* _Assignment_:
Restate the entries word for word, omitting nothing.

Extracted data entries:
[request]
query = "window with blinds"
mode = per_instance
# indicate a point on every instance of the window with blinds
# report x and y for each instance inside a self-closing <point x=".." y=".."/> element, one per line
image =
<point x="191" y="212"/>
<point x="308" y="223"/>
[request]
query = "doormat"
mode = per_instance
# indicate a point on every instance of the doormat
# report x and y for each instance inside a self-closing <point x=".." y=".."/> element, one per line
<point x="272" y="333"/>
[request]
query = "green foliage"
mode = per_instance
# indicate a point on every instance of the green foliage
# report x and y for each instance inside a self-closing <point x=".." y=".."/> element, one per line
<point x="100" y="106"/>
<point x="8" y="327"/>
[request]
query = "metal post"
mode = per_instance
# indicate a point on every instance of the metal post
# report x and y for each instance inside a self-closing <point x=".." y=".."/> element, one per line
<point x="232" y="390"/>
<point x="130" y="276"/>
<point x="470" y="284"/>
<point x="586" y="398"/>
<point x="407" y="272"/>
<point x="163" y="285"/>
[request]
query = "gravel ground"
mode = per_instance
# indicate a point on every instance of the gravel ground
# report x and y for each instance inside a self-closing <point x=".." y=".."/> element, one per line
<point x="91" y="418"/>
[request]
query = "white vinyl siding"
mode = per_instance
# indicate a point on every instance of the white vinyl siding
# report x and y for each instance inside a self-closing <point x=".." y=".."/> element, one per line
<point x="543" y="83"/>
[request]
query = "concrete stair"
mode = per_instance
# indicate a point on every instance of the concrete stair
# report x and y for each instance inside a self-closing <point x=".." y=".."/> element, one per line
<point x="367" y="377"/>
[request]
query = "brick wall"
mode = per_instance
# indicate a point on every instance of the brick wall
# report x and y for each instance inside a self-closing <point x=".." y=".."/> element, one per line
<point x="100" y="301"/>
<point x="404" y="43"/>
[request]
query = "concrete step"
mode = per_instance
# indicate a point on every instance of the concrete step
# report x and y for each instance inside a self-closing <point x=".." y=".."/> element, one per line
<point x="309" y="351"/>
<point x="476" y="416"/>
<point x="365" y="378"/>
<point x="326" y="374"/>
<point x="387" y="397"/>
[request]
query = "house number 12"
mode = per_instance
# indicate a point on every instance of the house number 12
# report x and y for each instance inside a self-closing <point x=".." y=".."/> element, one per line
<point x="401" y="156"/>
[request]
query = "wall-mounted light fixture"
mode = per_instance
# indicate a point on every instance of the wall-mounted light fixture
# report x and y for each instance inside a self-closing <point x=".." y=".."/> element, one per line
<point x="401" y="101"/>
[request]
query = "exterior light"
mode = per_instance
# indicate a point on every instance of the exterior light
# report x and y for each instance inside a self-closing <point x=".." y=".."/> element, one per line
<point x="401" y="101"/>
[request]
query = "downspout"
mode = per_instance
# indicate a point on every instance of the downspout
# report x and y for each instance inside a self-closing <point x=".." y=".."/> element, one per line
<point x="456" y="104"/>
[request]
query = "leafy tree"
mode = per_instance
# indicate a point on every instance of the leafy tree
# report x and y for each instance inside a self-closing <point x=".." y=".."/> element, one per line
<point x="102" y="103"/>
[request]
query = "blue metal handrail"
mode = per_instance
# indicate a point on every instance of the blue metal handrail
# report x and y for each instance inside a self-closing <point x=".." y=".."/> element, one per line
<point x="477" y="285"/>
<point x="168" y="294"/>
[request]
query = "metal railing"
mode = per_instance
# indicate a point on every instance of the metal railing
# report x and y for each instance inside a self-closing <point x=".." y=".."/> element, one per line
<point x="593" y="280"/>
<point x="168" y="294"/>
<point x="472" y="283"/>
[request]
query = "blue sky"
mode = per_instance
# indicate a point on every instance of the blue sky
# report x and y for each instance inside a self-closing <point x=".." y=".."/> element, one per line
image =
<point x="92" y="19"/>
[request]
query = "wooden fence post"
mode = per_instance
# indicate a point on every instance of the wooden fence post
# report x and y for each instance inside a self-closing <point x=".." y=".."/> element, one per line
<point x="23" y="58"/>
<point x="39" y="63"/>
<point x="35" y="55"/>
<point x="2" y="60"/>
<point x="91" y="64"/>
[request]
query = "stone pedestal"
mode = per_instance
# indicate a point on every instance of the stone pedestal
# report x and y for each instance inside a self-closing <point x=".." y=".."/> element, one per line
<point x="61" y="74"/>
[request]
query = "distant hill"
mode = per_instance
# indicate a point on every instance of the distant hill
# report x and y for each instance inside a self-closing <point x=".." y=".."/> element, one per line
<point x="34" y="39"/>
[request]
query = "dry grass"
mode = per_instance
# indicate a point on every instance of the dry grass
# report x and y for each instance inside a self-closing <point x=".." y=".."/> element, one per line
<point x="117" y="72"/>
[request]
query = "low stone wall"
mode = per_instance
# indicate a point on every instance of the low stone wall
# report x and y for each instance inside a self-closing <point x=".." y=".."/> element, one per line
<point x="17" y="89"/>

* _Task result_:
[request]
query = "window with blinds"
mode = per_instance
# indicate a point on every instance of the window with blinds
# report x and y for each instance inside a self-closing <point x=".." y=".."/> element, one per line
image =
<point x="191" y="212"/>
<point x="308" y="223"/>
[request]
query = "doormat"
mode = per_instance
# indicate a point on every instance of the doormat
# report x and y for each instance inside a self-closing <point x=".." y=".."/> element, one per line
<point x="272" y="333"/>
[request]
query = "green foliage"
mode = per_instance
# indicate a point on every instance of the green foliage
# report x and y for each instance inside a self-closing <point x=".." y=".."/> element, one per line
<point x="100" y="106"/>
<point x="8" y="327"/>
[request]
query = "metal post"
mode = per_instance
# indicate a point on every instance of the metal post
# report x and y for each instance inside a self-closing <point x=".." y=".."/> element, one per line
<point x="232" y="390"/>
<point x="130" y="276"/>
<point x="470" y="284"/>
<point x="586" y="398"/>
<point x="407" y="272"/>
<point x="163" y="285"/>
[request]
query = "gravel ground"
mode = per_instance
# indicate a point on every instance of the gravel ground
# report x and y for each instance inside a self-closing <point x=".." y=".."/> element, one per line
<point x="91" y="418"/>
[request]
query = "white vinyl siding"
mode = per_instance
# indicate a point on every instance of the white vinyl siding
# report x and y for each instance inside a self-closing <point x=".." y=".."/> element, one per line
<point x="543" y="83"/>
[request]
query = "concrete stair"
mode = per_instance
# indicate a point on every instance of the concrete stair
# report x and y for each instance inside a self-closing <point x=".." y=".."/> element, one per line
<point x="367" y="377"/>
[request]
query = "brick wall"
mode = per_instance
# indicate a point on every instance of the brick wall
# report x and y for each instance inside a self-closing <point x=".." y=".."/> element, one per line
<point x="100" y="301"/>
<point x="404" y="43"/>
[request]
query = "concrete step"
mode = per_instance
# indicate a point on every instance of the concrete step
# report x and y for each instance inside a self-closing <point x=".." y=".."/> element, one per line
<point x="309" y="351"/>
<point x="476" y="416"/>
<point x="365" y="378"/>
<point x="326" y="374"/>
<point x="387" y="397"/>
[request]
query = "house number 12"
mode = per_instance
# indicate a point on every instance of the house number 12
# report x and y for each instance inside a self-closing <point x=".." y=".."/> element, one per line
<point x="401" y="156"/>
[request]
query = "wall-mounted light fixture"
mode = per_instance
# indicate a point on every instance of the wall-mounted light fixture
# report x and y for each instance inside a self-closing <point x=".." y=".."/> element, one per line
<point x="401" y="101"/>
[request]
query = "exterior light"
mode = per_instance
# indicate a point on every instance of the exterior light
# report x and y for each instance inside a self-closing <point x=".." y=".."/> element, one per line
<point x="401" y="101"/>
[request]
query = "downspout"
mode = per_instance
# indicate a point on every instance of the downspout
# report x and y for each instance inside a self-closing <point x=".." y=".."/> element, one per line
<point x="456" y="104"/>
[request]
query = "leafy tree"
mode = per_instance
# indicate a point on every instance of the leafy tree
# report x and y for each instance inside a self-closing <point x=".." y=".."/> element, one per line
<point x="102" y="103"/>
[request]
query = "blue metal handrail"
mode = per_instance
# indicate a point on every instance of the blue metal handrail
# report x and y for each instance inside a self-closing <point x=".." y=".."/> element, one per line
<point x="477" y="285"/>
<point x="168" y="294"/>
[request]
query = "metal railing"
mode = per_instance
# indicate a point on every instance of the metal railing
# report x and y for each instance inside a self-closing <point x=".." y=".."/> element, one per line
<point x="593" y="280"/>
<point x="168" y="294"/>
<point x="472" y="283"/>
[request]
query = "blue sky"
mode = per_instance
# indicate a point on every instance of the blue sky
# report x and y for each instance inside a self-closing <point x=".." y=".."/> element, one per line
image =
<point x="92" y="19"/>
[request]
query = "wooden fence post"
mode = per_instance
# indicate a point on every instance of the wooden fence post
# report x and y for each instance inside a self-closing <point x=".." y=".."/> element, one per line
<point x="23" y="58"/>
<point x="39" y="63"/>
<point x="35" y="55"/>
<point x="2" y="60"/>
<point x="91" y="64"/>
[request]
query = "stone pedestal"
mode = per_instance
# indicate a point on every instance of the stone pedestal
# report x and y for each instance inside a self-closing <point x=".." y=".."/> element, one per line
<point x="61" y="74"/>
[request]
query = "distant hill"
mode = per_instance
# indicate a point on every instance of the distant hill
# report x and y for each instance inside a self-closing <point x=".." y=".."/> element, one per line
<point x="34" y="39"/>
[request]
query = "dry grass"
mode = per_instance
# indicate a point on every instance of the dry grass
# report x and y for each instance inside a self-closing <point x=".." y=".."/> element, one per line
<point x="117" y="72"/>
[request]
query = "low stone wall"
mode = per_instance
# indicate a point on every instance of the low stone wall
# report x and y for each instance inside a self-closing <point x=".." y=".."/> element, one per line
<point x="17" y="89"/>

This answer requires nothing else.